* **TEXT SECTION**
Judgment and Decision Making, vol. 1, no. 1, July 2006, pp. 86-90.

The availability heuristic in the classroom: How soliciting more criticism can boost your course ratings

Craig R. Fox1
UCLA Anderson School and Department of Psychology

Abstract

This paper extends previous research showing that experienced difficulty of recall can influence evaluative judgments (e.g., Winkielman & Schwarz, 2001) to a field study of university students rating a course. Students completed a mid-course evaluation form in which they were asked to list either 2 ways in which the course could be improved (a relatively easy task) or 10 ways in which the course could be improved (a relatively difficult task). Respondents who had been asked for 10 critical comments subsequently rated the course more favorably than respondents who had been asked for 2 critical comments. An internal analysis suggests that the number of critiques solicited provides a frame against which accessibility of instances is evaluated. The paper concludes with a discussion of implications of the present results and possible directions for future research.

* **RECORD EXCERPTS**
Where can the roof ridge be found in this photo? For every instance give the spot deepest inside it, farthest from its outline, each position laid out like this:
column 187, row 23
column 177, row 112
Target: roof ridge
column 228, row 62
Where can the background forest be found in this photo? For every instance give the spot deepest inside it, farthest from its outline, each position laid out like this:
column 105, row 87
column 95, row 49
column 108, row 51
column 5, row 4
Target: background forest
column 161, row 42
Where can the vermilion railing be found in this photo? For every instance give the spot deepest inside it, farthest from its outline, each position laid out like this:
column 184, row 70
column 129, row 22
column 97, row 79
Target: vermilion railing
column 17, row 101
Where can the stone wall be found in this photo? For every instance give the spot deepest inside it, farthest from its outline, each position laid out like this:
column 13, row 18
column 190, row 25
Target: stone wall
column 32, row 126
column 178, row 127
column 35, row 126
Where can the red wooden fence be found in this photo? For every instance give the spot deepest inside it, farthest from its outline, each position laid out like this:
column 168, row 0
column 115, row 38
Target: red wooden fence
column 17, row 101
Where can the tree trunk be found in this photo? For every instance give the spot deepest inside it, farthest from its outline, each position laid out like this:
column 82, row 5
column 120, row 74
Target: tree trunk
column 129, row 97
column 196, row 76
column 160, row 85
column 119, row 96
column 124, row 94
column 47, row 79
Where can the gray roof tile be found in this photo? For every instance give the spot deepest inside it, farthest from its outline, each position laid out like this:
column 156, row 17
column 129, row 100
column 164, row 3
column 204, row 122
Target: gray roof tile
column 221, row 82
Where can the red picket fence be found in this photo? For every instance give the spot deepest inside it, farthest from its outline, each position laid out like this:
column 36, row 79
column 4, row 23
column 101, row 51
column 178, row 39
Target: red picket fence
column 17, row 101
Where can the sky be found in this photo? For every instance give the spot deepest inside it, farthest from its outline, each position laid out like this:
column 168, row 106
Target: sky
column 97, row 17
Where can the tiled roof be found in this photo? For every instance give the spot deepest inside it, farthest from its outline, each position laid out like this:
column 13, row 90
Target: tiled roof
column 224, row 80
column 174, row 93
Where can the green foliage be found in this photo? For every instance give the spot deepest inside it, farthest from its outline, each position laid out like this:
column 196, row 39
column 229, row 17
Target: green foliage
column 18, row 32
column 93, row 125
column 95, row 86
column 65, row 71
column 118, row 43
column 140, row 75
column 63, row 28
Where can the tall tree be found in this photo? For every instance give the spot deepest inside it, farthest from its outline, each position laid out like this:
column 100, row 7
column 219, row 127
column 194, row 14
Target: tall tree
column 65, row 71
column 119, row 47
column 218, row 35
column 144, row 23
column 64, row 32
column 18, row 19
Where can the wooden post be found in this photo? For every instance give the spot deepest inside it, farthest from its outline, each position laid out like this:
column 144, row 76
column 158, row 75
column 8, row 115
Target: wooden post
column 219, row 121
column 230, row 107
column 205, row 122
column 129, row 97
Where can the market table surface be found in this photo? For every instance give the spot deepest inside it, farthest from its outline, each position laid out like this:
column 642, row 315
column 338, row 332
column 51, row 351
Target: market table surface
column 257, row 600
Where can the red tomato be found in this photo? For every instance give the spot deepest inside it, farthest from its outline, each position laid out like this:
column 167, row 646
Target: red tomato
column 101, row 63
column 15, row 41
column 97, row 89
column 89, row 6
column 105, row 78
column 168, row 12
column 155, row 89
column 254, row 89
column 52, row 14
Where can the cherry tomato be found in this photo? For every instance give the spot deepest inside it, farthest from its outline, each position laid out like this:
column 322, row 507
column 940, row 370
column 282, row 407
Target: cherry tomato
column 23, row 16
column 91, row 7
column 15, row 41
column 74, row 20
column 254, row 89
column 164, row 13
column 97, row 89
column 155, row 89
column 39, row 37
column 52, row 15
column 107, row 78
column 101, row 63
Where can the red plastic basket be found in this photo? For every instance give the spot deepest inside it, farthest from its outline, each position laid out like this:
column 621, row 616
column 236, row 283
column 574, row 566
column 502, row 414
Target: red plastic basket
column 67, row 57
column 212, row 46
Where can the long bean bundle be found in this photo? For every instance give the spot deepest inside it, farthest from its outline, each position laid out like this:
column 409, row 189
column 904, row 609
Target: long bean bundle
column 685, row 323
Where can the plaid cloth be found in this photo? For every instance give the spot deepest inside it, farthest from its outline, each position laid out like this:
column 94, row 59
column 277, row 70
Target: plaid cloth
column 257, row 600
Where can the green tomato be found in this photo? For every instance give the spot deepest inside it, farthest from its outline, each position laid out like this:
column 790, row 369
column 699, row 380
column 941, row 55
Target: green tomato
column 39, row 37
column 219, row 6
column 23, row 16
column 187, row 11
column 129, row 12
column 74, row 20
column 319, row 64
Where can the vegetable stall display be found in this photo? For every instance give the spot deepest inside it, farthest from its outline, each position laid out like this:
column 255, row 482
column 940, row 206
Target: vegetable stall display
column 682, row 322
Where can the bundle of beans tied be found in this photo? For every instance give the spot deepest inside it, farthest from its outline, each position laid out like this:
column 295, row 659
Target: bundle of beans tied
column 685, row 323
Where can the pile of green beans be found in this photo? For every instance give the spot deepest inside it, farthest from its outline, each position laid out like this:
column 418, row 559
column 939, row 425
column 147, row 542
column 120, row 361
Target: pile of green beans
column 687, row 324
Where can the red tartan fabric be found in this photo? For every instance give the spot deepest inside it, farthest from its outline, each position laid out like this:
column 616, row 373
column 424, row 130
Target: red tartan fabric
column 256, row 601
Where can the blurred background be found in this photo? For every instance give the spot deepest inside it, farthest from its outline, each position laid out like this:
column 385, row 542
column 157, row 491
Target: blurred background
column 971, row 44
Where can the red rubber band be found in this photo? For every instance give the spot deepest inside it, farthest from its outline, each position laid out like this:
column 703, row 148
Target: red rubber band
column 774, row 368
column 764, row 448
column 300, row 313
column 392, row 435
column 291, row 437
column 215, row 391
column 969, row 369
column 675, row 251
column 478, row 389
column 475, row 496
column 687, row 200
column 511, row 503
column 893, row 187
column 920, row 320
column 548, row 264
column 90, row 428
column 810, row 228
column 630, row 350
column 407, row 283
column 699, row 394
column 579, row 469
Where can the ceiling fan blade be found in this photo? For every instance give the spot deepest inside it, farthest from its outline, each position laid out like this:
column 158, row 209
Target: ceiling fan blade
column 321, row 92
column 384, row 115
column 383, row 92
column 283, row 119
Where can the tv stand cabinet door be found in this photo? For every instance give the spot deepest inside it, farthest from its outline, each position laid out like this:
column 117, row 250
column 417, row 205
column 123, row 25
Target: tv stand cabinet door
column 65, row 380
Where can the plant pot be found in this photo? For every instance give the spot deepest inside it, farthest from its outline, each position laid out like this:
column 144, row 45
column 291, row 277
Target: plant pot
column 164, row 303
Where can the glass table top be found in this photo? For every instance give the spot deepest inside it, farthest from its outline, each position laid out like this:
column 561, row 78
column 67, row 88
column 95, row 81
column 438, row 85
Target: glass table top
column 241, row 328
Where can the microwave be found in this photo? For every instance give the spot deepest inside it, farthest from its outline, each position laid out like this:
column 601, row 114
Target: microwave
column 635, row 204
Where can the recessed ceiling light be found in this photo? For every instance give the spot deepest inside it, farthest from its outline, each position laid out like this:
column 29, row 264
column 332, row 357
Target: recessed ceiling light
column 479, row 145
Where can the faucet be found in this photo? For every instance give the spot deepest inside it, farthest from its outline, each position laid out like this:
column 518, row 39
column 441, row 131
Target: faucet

* **ASSIGNED TASK 1**
Reproduce the availability heuristic paper from "This paper extends" up to and including "for future research.".
* **ASSIGNED TASK 2**
List each piece of publication information given in the opening line of the availability heuristic paper.
* **ASSIGNED TASK 3**
Extend the availability heuristic paper from its last sentence.
You can disregard the listing.

* **TASK RESULT 1**
This paper extends previous research showing that experienced difficulty of recall can influence evaluative judgments (e.g., Winkielman & Schwarz, 2001) to a field study of university students rating a course. Students completed a mid-course evaluation form in which they were asked to list either 2 ways in which the course could be improved (a relatively easy task) or 10 ways in which the course could be improved (a relatively difficult task). Respondents who had been asked for 10 critical comments subsequently rated the course more favorably than respondents who had been asked for 2 critical comments. An internal analysis suggests that the number of critiques solicited provides a frame against which accessibility of instances is evaluated. The paper concludes with a discussion of implications of the present results and possible directions for future research.

* **TASK RESULT 2**
- Judgment and Decision Making
- vol. 1
- no. 1
- July 2006
- pp. 86-90

* **TASK RESULT 3**
Keywords: availability, course evaluations, accessibility, easy of retrieval

1  Introduction


According to Tversky and Kahneman's (1973) availability heuristic, people sometimes judge the frequency of events in the world by the ease with which examples come to mind. This process has generally been demonstrated by asking participants to assess the relative likelihood of two categories in which instances of the first category are more difficult to recall than instances of the second category, despite the fact that instances of the first category are more common in the world. For instance, Kahneman and Tversky (1973) found that most people think the letter R more often appears in English words as the first letter than the third letter, presumably because the first letter provides a better cue for recalling instances of words than does the third letter. In fact, it turns out that R appears more often as the third than first letter in English words.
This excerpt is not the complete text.